++++ GIVEN DATA

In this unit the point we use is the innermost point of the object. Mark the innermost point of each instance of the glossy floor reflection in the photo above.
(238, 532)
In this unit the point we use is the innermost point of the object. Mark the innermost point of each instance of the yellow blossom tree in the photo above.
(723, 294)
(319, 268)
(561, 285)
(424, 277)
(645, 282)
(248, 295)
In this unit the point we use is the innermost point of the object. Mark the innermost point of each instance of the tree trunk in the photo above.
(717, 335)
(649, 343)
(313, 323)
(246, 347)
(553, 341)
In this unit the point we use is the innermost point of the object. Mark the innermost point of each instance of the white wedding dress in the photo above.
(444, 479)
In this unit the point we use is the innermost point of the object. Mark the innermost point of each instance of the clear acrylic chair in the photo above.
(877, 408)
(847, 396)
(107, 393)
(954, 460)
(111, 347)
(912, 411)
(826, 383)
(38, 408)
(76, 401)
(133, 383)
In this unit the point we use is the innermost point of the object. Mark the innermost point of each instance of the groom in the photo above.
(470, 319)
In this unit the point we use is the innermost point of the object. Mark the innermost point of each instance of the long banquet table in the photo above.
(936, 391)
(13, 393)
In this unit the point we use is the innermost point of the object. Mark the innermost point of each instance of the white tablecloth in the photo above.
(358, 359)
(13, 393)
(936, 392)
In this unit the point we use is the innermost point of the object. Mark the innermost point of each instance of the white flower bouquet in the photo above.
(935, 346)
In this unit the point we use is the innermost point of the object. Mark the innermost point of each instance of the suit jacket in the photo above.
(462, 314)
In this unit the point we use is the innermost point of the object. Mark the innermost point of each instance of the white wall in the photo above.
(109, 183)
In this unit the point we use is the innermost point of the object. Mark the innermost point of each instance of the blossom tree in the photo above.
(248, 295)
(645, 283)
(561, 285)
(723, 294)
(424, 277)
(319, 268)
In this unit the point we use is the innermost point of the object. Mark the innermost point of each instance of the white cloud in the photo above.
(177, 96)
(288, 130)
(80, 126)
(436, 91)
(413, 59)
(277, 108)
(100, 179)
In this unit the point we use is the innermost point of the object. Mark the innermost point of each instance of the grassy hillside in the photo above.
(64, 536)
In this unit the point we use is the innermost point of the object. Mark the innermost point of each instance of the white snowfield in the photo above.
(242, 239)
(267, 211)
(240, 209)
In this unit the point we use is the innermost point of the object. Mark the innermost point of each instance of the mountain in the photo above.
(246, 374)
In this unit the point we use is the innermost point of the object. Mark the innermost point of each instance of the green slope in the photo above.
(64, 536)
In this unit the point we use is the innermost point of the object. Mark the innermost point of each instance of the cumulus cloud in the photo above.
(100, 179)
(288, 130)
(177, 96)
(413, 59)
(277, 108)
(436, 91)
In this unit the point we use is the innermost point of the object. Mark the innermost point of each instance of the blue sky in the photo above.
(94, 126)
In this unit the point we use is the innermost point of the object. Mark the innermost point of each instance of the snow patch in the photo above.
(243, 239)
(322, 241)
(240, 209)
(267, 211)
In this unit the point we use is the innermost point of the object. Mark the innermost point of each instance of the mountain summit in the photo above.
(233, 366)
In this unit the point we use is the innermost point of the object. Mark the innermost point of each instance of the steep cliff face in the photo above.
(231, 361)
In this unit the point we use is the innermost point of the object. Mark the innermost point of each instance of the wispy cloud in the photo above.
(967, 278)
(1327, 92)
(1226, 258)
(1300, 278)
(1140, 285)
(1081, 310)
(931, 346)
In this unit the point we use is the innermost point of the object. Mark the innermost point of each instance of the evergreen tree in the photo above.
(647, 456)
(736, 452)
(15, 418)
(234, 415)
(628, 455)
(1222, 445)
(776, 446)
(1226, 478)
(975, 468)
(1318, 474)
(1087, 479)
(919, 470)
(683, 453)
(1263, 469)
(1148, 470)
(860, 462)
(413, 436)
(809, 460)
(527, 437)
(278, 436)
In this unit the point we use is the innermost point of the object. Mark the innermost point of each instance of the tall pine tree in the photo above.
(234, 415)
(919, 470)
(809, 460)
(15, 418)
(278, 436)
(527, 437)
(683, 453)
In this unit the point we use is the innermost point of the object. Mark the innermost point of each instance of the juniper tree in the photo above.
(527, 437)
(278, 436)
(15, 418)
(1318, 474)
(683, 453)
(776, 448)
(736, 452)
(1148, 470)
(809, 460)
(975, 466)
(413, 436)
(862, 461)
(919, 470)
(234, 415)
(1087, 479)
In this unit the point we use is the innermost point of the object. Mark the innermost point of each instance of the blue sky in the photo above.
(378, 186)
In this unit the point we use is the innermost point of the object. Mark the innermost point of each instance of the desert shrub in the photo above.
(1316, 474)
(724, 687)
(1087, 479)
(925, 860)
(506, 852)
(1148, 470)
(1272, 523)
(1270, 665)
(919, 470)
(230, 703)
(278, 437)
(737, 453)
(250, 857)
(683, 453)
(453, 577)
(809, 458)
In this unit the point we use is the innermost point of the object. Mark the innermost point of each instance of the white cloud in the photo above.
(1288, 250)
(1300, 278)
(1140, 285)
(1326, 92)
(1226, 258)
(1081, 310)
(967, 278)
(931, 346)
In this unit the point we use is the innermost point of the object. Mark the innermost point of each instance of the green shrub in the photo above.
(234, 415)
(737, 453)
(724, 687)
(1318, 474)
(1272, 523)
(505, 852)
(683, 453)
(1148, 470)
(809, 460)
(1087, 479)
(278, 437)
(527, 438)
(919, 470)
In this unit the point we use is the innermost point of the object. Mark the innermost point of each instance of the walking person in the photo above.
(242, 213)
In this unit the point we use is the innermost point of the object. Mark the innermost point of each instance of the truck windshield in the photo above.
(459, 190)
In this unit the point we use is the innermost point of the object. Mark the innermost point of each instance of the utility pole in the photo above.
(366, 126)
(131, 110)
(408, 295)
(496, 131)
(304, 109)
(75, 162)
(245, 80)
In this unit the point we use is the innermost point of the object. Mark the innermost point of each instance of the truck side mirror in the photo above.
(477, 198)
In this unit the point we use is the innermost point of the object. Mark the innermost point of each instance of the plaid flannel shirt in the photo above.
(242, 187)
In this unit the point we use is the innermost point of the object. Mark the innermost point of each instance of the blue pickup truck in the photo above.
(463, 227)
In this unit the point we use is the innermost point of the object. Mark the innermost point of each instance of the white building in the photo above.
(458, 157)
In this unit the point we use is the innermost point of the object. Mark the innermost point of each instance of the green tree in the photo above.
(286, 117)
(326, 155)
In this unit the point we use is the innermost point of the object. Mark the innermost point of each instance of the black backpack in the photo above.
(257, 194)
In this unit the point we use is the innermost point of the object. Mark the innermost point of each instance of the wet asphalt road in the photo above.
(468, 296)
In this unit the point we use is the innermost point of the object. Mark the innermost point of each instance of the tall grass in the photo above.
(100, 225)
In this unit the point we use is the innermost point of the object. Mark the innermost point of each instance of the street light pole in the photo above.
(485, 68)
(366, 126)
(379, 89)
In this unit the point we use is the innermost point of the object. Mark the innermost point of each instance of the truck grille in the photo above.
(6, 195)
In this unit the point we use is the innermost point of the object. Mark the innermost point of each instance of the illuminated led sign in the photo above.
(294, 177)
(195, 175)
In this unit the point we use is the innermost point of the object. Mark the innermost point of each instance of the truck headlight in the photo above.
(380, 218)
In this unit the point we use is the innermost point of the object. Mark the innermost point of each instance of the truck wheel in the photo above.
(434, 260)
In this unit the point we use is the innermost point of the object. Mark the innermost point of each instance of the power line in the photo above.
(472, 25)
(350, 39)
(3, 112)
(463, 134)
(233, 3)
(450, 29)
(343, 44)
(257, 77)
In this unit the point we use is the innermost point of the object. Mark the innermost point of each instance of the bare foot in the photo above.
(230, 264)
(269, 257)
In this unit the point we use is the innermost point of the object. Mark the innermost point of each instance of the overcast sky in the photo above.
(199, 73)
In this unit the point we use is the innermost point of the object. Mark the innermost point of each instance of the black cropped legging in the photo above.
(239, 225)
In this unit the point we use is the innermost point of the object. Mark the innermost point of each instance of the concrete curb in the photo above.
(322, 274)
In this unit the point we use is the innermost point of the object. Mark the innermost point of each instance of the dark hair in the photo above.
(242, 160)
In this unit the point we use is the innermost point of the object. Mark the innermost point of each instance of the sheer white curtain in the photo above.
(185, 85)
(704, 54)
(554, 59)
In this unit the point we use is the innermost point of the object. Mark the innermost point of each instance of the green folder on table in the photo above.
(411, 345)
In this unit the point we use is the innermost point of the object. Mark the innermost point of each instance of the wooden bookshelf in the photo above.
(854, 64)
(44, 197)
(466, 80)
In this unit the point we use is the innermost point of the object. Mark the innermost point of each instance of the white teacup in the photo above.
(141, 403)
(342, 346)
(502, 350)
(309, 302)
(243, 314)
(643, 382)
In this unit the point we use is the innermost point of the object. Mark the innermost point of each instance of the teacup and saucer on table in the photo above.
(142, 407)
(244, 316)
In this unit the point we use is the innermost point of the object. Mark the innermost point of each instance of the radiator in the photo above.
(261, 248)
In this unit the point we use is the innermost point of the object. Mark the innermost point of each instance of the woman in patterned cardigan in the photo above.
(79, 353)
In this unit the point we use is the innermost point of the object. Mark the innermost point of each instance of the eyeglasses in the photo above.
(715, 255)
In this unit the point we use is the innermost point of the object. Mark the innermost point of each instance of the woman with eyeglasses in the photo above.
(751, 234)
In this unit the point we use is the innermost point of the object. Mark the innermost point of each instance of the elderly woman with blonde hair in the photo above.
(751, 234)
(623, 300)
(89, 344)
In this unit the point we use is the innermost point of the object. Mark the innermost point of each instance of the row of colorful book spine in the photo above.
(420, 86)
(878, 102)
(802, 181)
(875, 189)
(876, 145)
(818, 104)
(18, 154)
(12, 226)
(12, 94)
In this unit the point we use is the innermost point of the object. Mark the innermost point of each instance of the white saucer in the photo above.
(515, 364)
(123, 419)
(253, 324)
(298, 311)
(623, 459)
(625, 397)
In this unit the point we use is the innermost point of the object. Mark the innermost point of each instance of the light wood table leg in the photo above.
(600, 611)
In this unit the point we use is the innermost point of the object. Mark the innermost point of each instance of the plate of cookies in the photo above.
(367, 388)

++++++++

» REQUIREMENT: Extract exactly the lines between the line containing "bookshelf in the photo above." and the end of the data, including both.

» TASK ANSWER:
In this unit the point we use is the innermost point of the object. Mark the innermost point of each instance of the wooden bookshelf in the photo above.
(854, 64)
(44, 197)
(466, 80)
In this unit the point we use is the innermost point of the object. Mark the innermost point of each instance of the white teacup in the photo above.
(141, 403)
(342, 346)
(502, 350)
(309, 302)
(243, 314)
(643, 382)
In this unit the point we use is the innermost point of the object. Mark the innermost point of each instance of the teacup and saucer on table in the photo above.
(142, 407)
(244, 316)
In this unit the point we use is the innermost point of the object. Mark the innermost point of each instance of the radiator in the photo above.
(261, 248)
In this unit the point we use is the innermost point of the object. Mark the innermost point of each instance of the woman in patterned cardigan in the photo above.
(79, 353)
In this unit the point we use is the innermost point of the object. Mark the innermost point of each instance of the eyeglasses in the photo above.
(715, 255)
In this unit the point we use is the innermost point of the object. Mark the innermost point of each instance of the woman with eyeglasses in the photo above.
(751, 234)
In this unit the point we use is the innermost point of the object. Mark the innermost point of each instance of the elderly woman with blonde hair in the photo above.
(751, 234)
(623, 300)
(89, 344)
In this unit the point we use is the innermost point of the object. Mark the innermost point of each instance of the row of colorful book spine in the photo above.
(420, 86)
(878, 102)
(802, 181)
(875, 189)
(876, 145)
(818, 104)
(18, 154)
(12, 226)
(12, 94)
In this unit the point we use is the innermost point of the object. Mark the innermost point of each instance of the white saucer in the photo above.
(515, 364)
(123, 419)
(253, 324)
(298, 311)
(623, 459)
(625, 397)
In this unit the point we use is the innermost point of the object. Mark the innermost point of each instance of the light wood table leg in the photo above.
(600, 611)
In this unit the point we use is the innermost point of the object. Mark the innermost point of each instance of the plate of cookies in the photo above.
(367, 388)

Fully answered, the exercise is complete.